Jason, a 17-year-old, was on track to complete an apprenticeship as a technician when he suffered a spinal cord injury. At the time, he was living with his parents and a younger brother on a rural hillside. When not working, Jason was an enthusiastic and competitive handball player, training four times a week, playing matches each weekend, and competitively doing quite well. He also had a large circle of friends and socialized often.

Three months ago, his life was interrupted after falling 50 meters into a quarry and suffering multiple injuries. He was admitted to a regional trauma center and initially diagnosed with:

  • A fractured lumbar vertebra – specifically, a rotation/burst fracture;
  • Resulting incomplete paraplegia below L1 (ASIA C at admission);
  • A torn nerve root at L1
  • A pneumothorax as a result of the fall
  • Additional fractures (Sacrum, lower right leg, left foot)

Having been given emergency care and initial stabilizing surgery to the spine at a near hospital he was transferred to the intensive care unit (ICU) of a spinal cord injury center. At this point, he was suffering from significant post-operative pain. In his lower extremities, there were a number of healing fractures requiring immobilization. Therefore, bed-rest had been prescribed.

In addition his sensitivity in his legs was greatly decreased as a result of the SCI. Rehabilitation initially consisted of passive movement of the lower extremity and muscle power training using weights for the upper extremities over the first month. He was gradually allowed to sit in a chair for short times. However, this was limited in duration due to pain in his legs and back and circulation problems. Nevertheless, Jason’s neurological recovery showed improvements throughout the course of this initial phase of rehabilitation.

*****

(What you need to do)
[1] Translate this sentence from the case description of Jason's spinal cord injury into Spanish: "He also had a large circle of friends and socialized often."
[2] Answer these questions using the case description of Jason's spinal cord injury:
(a) How many times a week did Jason train for handball?
(b) Where was he transferred after emergency care and initial spinal surgery?
(c) What did his rehabilitation use for the upper extremities during the first month?
[3] Write the next paragraph of the case description of Jason's spinal cord injury, picking up after its final sentence.

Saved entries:

*****

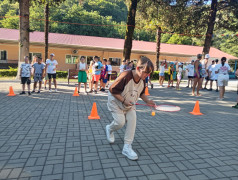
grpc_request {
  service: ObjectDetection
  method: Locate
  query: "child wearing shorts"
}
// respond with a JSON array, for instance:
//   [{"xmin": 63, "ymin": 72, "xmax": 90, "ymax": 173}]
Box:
[
  {"xmin": 89, "ymin": 56, "xmax": 103, "ymax": 94},
  {"xmin": 106, "ymin": 60, "xmax": 112, "ymax": 87},
  {"xmin": 87, "ymin": 60, "xmax": 94, "ymax": 89},
  {"xmin": 106, "ymin": 57, "xmax": 155, "ymax": 160},
  {"xmin": 78, "ymin": 56, "xmax": 88, "ymax": 93},
  {"xmin": 176, "ymin": 63, "xmax": 183, "ymax": 91},
  {"xmin": 100, "ymin": 59, "xmax": 108, "ymax": 92},
  {"xmin": 159, "ymin": 61, "xmax": 165, "ymax": 87},
  {"xmin": 32, "ymin": 57, "xmax": 45, "ymax": 93},
  {"xmin": 20, "ymin": 56, "xmax": 32, "ymax": 95}
]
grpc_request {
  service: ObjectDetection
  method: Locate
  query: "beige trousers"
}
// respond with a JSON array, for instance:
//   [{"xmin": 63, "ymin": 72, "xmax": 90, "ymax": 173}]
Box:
[{"xmin": 110, "ymin": 108, "xmax": 136, "ymax": 144}]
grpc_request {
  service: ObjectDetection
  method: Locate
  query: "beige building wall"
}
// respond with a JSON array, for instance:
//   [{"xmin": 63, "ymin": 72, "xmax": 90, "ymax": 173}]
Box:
[{"xmin": 0, "ymin": 43, "xmax": 192, "ymax": 71}]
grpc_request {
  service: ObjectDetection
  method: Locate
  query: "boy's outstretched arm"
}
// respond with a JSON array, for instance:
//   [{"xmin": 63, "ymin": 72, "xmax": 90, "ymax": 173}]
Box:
[{"xmin": 140, "ymin": 94, "xmax": 155, "ymax": 106}]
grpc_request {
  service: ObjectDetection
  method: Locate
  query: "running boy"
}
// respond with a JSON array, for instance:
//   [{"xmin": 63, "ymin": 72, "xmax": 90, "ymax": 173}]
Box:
[
  {"xmin": 106, "ymin": 57, "xmax": 155, "ymax": 160},
  {"xmin": 20, "ymin": 56, "xmax": 31, "ymax": 95},
  {"xmin": 100, "ymin": 59, "xmax": 108, "ymax": 92},
  {"xmin": 32, "ymin": 57, "xmax": 45, "ymax": 93}
]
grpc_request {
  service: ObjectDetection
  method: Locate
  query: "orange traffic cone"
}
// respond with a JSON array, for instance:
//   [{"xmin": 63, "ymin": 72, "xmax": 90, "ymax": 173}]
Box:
[
  {"xmin": 190, "ymin": 101, "xmax": 203, "ymax": 115},
  {"xmin": 73, "ymin": 87, "xmax": 79, "ymax": 96},
  {"xmin": 145, "ymin": 86, "xmax": 150, "ymax": 96},
  {"xmin": 88, "ymin": 102, "xmax": 100, "ymax": 119},
  {"xmin": 7, "ymin": 86, "xmax": 16, "ymax": 96}
]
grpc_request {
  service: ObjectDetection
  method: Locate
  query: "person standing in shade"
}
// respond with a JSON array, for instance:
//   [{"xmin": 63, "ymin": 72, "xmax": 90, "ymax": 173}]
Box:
[
  {"xmin": 78, "ymin": 56, "xmax": 88, "ymax": 93},
  {"xmin": 200, "ymin": 54, "xmax": 210, "ymax": 89},
  {"xmin": 214, "ymin": 59, "xmax": 219, "ymax": 92},
  {"xmin": 208, "ymin": 60, "xmax": 216, "ymax": 91},
  {"xmin": 106, "ymin": 57, "xmax": 155, "ymax": 160},
  {"xmin": 192, "ymin": 54, "xmax": 202, "ymax": 96},
  {"xmin": 89, "ymin": 56, "xmax": 103, "ymax": 94},
  {"xmin": 19, "ymin": 56, "xmax": 32, "ymax": 95},
  {"xmin": 100, "ymin": 59, "xmax": 108, "ymax": 92},
  {"xmin": 106, "ymin": 60, "xmax": 112, "ymax": 87},
  {"xmin": 159, "ymin": 61, "xmax": 165, "ymax": 87},
  {"xmin": 216, "ymin": 57, "xmax": 231, "ymax": 100},
  {"xmin": 176, "ymin": 63, "xmax": 183, "ymax": 91},
  {"xmin": 46, "ymin": 53, "xmax": 58, "ymax": 92},
  {"xmin": 232, "ymin": 69, "xmax": 238, "ymax": 109},
  {"xmin": 119, "ymin": 60, "xmax": 126, "ymax": 75},
  {"xmin": 171, "ymin": 61, "xmax": 178, "ymax": 88},
  {"xmin": 187, "ymin": 60, "xmax": 194, "ymax": 88},
  {"xmin": 87, "ymin": 60, "xmax": 94, "ymax": 90}
]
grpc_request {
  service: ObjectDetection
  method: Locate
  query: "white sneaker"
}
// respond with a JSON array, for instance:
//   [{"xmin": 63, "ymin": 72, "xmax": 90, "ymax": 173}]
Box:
[
  {"xmin": 106, "ymin": 125, "xmax": 115, "ymax": 143},
  {"xmin": 122, "ymin": 144, "xmax": 138, "ymax": 160}
]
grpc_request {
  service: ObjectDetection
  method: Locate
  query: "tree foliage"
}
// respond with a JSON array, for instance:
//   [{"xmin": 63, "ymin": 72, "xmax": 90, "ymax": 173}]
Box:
[{"xmin": 0, "ymin": 0, "xmax": 238, "ymax": 56}]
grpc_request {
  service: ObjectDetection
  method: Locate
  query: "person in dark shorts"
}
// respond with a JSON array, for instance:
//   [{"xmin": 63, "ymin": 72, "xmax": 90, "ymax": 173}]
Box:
[
  {"xmin": 46, "ymin": 53, "xmax": 58, "ymax": 92},
  {"xmin": 186, "ymin": 60, "xmax": 194, "ymax": 88},
  {"xmin": 32, "ymin": 57, "xmax": 45, "ymax": 93},
  {"xmin": 232, "ymin": 69, "xmax": 238, "ymax": 109},
  {"xmin": 20, "ymin": 56, "xmax": 31, "ymax": 95}
]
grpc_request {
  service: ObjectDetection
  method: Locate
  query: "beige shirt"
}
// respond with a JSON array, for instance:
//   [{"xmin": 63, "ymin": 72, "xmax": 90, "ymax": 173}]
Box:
[{"xmin": 107, "ymin": 71, "xmax": 145, "ymax": 111}]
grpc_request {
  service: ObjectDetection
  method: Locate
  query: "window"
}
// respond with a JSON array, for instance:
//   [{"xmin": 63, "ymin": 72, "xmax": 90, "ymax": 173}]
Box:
[
  {"xmin": 29, "ymin": 53, "xmax": 42, "ymax": 62},
  {"xmin": 0, "ymin": 50, "xmax": 7, "ymax": 60},
  {"xmin": 109, "ymin": 58, "xmax": 121, "ymax": 66},
  {"xmin": 65, "ymin": 55, "xmax": 79, "ymax": 64}
]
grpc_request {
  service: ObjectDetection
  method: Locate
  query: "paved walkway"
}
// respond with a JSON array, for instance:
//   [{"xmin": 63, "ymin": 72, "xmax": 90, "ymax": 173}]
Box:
[{"xmin": 0, "ymin": 81, "xmax": 238, "ymax": 180}]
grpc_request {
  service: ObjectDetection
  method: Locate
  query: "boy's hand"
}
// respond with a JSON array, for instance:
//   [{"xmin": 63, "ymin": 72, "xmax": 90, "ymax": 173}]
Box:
[{"xmin": 123, "ymin": 100, "xmax": 133, "ymax": 106}]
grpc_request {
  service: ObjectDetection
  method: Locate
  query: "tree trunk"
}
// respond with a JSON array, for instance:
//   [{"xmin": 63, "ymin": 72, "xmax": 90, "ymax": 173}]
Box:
[
  {"xmin": 123, "ymin": 0, "xmax": 139, "ymax": 59},
  {"xmin": 156, "ymin": 26, "xmax": 162, "ymax": 71},
  {"xmin": 17, "ymin": 0, "xmax": 30, "ymax": 78},
  {"xmin": 44, "ymin": 1, "xmax": 49, "ymax": 62},
  {"xmin": 202, "ymin": 0, "xmax": 217, "ymax": 56}
]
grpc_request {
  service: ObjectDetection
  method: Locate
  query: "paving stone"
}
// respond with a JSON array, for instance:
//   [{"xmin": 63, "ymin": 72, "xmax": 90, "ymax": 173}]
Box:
[{"xmin": 0, "ymin": 81, "xmax": 238, "ymax": 180}]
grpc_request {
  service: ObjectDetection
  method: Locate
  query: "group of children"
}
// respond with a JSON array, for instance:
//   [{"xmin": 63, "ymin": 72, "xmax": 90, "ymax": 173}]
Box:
[
  {"xmin": 19, "ymin": 53, "xmax": 58, "ymax": 95},
  {"xmin": 77, "ymin": 56, "xmax": 112, "ymax": 94},
  {"xmin": 20, "ymin": 54, "xmax": 238, "ymax": 160}
]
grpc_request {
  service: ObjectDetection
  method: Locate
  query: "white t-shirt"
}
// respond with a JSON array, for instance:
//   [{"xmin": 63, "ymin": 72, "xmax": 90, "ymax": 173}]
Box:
[
  {"xmin": 216, "ymin": 63, "xmax": 231, "ymax": 75},
  {"xmin": 46, "ymin": 59, "xmax": 58, "ymax": 74},
  {"xmin": 107, "ymin": 64, "xmax": 112, "ymax": 74},
  {"xmin": 159, "ymin": 66, "xmax": 164, "ymax": 73},
  {"xmin": 187, "ymin": 64, "xmax": 194, "ymax": 76},
  {"xmin": 21, "ymin": 63, "xmax": 32, "ymax": 77},
  {"xmin": 119, "ymin": 64, "xmax": 124, "ymax": 73}
]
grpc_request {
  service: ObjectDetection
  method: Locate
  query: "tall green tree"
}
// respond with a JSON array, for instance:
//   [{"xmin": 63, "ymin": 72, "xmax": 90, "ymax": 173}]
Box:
[
  {"xmin": 123, "ymin": 0, "xmax": 139, "ymax": 59},
  {"xmin": 34, "ymin": 0, "xmax": 65, "ymax": 61}
]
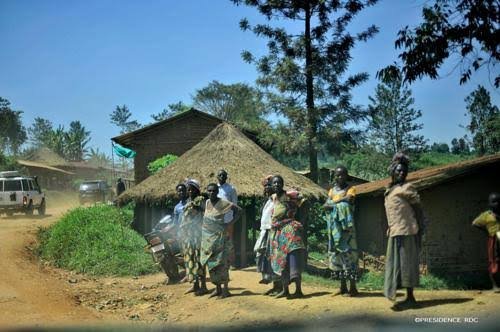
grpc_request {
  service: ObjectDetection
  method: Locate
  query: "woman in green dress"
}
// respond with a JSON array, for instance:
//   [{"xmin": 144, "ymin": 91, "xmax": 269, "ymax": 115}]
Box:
[
  {"xmin": 200, "ymin": 183, "xmax": 241, "ymax": 298},
  {"xmin": 323, "ymin": 166, "xmax": 358, "ymax": 296},
  {"xmin": 180, "ymin": 179, "xmax": 208, "ymax": 295}
]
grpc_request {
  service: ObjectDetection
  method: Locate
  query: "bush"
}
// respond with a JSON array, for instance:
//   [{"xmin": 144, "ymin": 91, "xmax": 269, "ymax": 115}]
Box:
[{"xmin": 38, "ymin": 205, "xmax": 158, "ymax": 276}]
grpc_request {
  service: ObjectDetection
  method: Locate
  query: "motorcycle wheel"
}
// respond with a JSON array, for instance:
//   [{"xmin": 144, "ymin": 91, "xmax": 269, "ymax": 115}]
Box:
[{"xmin": 160, "ymin": 257, "xmax": 180, "ymax": 284}]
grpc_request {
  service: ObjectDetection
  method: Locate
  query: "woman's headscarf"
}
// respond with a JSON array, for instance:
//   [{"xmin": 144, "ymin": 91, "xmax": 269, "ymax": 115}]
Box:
[{"xmin": 186, "ymin": 179, "xmax": 200, "ymax": 191}]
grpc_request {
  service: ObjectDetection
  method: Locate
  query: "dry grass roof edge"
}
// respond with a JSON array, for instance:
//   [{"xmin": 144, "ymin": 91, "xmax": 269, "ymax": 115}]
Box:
[{"xmin": 118, "ymin": 123, "xmax": 327, "ymax": 204}]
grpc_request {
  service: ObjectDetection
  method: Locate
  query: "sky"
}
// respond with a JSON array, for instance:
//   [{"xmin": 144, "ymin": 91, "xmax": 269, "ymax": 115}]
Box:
[{"xmin": 0, "ymin": 0, "xmax": 500, "ymax": 157}]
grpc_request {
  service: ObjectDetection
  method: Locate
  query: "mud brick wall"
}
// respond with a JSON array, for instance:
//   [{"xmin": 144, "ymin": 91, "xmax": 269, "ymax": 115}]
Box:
[
  {"xmin": 355, "ymin": 164, "xmax": 500, "ymax": 272},
  {"xmin": 132, "ymin": 116, "xmax": 220, "ymax": 184}
]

*****

(Numbered responses)
[1] También tenía un amplio círculo de amigos y socializaba con frecuencia.

[2]
(a) Four times a week.
(b) To the intensive care unit (ICU) of a spinal cord injury center.
(c) Weights, for muscle power training.

[3]
One month following the injury, Jason underwent a second surgery to stabilize his spine. He was now not allowed to bend and turn his body beyond a certain degree in order for the stabilizing spine implants to heal. Jason thus continued to be confined to bed rest.

Two months after his injury Jason was permitted to begin with standing training in load-relief shoes. However, he began to grow impatient with the restrictions on his movements and craved to test his limits with “real exercises”. The pace of these initial interventions was difficult to accept, especially because he was faced with what felt like an endless period of waiting – a period in which he remained impaired and dependent. It wasn’t until about ten weeks post-injury that he was able to sit in a wheelchair, initially for a 45-minute session, and gradually more each day after.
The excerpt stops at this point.